Copy each record below faithfully, leaving out images.
╭─ Supplied data
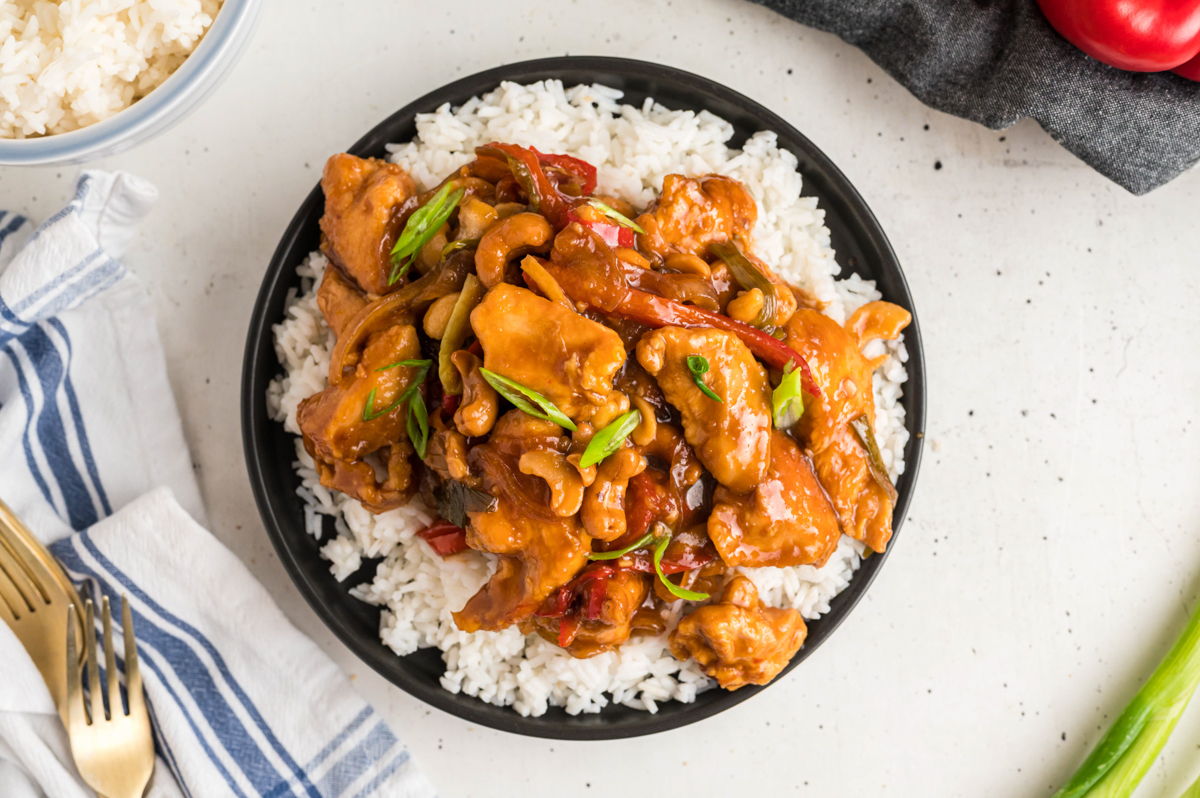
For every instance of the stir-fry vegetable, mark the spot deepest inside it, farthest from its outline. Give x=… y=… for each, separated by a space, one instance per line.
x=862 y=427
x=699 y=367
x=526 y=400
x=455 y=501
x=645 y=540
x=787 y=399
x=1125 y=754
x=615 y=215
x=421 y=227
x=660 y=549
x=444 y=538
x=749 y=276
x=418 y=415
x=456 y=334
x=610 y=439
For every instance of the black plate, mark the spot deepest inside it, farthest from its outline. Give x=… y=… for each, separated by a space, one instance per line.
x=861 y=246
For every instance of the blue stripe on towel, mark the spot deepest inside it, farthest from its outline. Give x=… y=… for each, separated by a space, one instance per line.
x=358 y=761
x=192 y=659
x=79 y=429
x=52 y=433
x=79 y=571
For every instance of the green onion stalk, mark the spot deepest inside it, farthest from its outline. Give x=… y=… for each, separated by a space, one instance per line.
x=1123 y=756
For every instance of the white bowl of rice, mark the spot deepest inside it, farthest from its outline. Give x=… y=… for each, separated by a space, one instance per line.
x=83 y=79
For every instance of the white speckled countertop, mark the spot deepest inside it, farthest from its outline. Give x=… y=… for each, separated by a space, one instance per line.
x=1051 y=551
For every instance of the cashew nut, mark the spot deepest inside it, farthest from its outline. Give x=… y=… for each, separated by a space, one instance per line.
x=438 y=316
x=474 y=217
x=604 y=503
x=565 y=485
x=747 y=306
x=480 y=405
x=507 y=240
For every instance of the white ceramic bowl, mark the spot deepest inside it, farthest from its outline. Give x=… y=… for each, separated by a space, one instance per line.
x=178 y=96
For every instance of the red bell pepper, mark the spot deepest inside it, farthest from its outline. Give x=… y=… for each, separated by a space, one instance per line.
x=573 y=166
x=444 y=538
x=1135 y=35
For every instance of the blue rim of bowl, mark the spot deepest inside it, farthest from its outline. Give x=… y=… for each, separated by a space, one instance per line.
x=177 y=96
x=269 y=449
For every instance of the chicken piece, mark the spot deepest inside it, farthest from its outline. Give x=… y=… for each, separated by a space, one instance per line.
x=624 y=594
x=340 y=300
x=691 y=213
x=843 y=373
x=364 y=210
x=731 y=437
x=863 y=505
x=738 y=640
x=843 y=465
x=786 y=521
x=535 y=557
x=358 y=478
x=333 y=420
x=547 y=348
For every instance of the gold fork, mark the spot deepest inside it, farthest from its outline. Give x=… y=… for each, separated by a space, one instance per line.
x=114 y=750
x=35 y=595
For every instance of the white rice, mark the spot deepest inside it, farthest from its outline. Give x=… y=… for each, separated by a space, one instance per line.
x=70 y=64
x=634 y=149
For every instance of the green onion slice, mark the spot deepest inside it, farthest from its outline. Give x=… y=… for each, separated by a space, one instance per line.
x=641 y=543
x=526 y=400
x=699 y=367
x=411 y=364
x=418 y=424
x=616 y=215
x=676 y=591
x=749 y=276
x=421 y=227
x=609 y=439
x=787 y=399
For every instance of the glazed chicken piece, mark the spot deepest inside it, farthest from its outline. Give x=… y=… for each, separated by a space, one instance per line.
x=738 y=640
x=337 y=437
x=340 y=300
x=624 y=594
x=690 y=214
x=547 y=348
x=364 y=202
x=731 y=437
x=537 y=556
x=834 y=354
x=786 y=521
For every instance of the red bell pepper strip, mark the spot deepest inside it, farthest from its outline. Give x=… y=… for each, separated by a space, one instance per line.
╰─
#### [Task answer]
For every instance of the stir-fry vegetable, mark the spot deepest inside it, farthest from its outline. Give x=… y=… for each, separated by a space, one instance per line.
x=862 y=427
x=699 y=367
x=526 y=400
x=455 y=501
x=645 y=540
x=787 y=399
x=1125 y=754
x=615 y=215
x=421 y=227
x=660 y=549
x=444 y=538
x=749 y=276
x=418 y=415
x=456 y=334
x=610 y=439
For every instance of the black plate, mark the spot deepest inside it, farthest from its outline. Give x=… y=… for each, separated by a space, one instance per line.
x=861 y=246
For every instance of the blue stripe on towel, mark the spot deepest inside it, farthest from its outline. Give x=… y=… for each, separated by a space, one instance per line.
x=358 y=761
x=192 y=659
x=79 y=429
x=52 y=433
x=79 y=571
For every instance of the green onion stalk, mark the spot deepest inside it, farthest from its outline. Give x=… y=… for each, separated by a space, one instance per line.
x=1123 y=756
For every instance of the white bowl of rice, mark the spot deepest inside it, farthest from its outline. Give x=… y=… for each, separated by a space, one instance per line.
x=83 y=79
For every instance of the white speckled countertop, mark the spot deepest inside it, farthest from its outline. Give x=… y=… for each, separated by a space, one instance per line.
x=1051 y=551
For every instance of the cashew nut, mark the spot deepest inside it, farthest from its outline. Give x=… y=… for each, separated by a space, one instance per line.
x=438 y=316
x=474 y=217
x=604 y=503
x=565 y=485
x=747 y=306
x=480 y=405
x=507 y=240
For every instance of the white ceramic bowl, mark the spot deepest inside it, farthest from its outline. Give x=… y=… for each, separated by a space, one instance per line.
x=178 y=96
For every instance of the red bell pepper, mark the spot deepest inside it, farthest from its outline. Give x=… y=… for each, separated by a space, one instance per line.
x=573 y=166
x=444 y=538
x=1135 y=35
For every instance of the blue rim of bowl, mark the spot deepest inside it, farthest from its outline. Give x=… y=… for each, separated by a space, one instance per line.
x=177 y=96
x=269 y=449
For every instance of the chicken piece, mark the spot deepest inside it, farthest from its outline. Give x=… y=… for each, separated by a space, one instance per line.
x=624 y=594
x=340 y=300
x=691 y=213
x=843 y=373
x=364 y=210
x=731 y=437
x=863 y=505
x=738 y=640
x=843 y=465
x=786 y=521
x=535 y=557
x=358 y=478
x=333 y=420
x=547 y=348
For every instance of the gold fork, mark the spot deepest inside it, farthest from its outline. Give x=… y=… for each, separated by a space, one instance per line.
x=114 y=750
x=35 y=595
For every instance of the white rice, mark the spot deepest inside it, farthest from its outline. Give x=… y=… for each, separated by a space, one instance per line.
x=70 y=64
x=634 y=149
For every instance of the green onion slice, mark the spot deepest inside it, farthest from its outline. Give x=… y=… for each, separated by a space, one instance per line.
x=641 y=543
x=526 y=400
x=699 y=367
x=411 y=364
x=418 y=424
x=616 y=215
x=676 y=591
x=749 y=276
x=421 y=227
x=609 y=439
x=787 y=399
For every instance of the glazed chicken piece, mark the spot deepest inside it, farthest from its outline. Give x=… y=… for each, separated by a space, one instance per line.
x=738 y=640
x=337 y=437
x=340 y=300
x=624 y=594
x=690 y=214
x=547 y=348
x=364 y=202
x=731 y=437
x=537 y=556
x=834 y=354
x=786 y=521
For every instance of the red bell pepper strip, mark the spot deepest inside it, farthest from its outline. Give x=… y=… for each, separated by a space, one instance per line.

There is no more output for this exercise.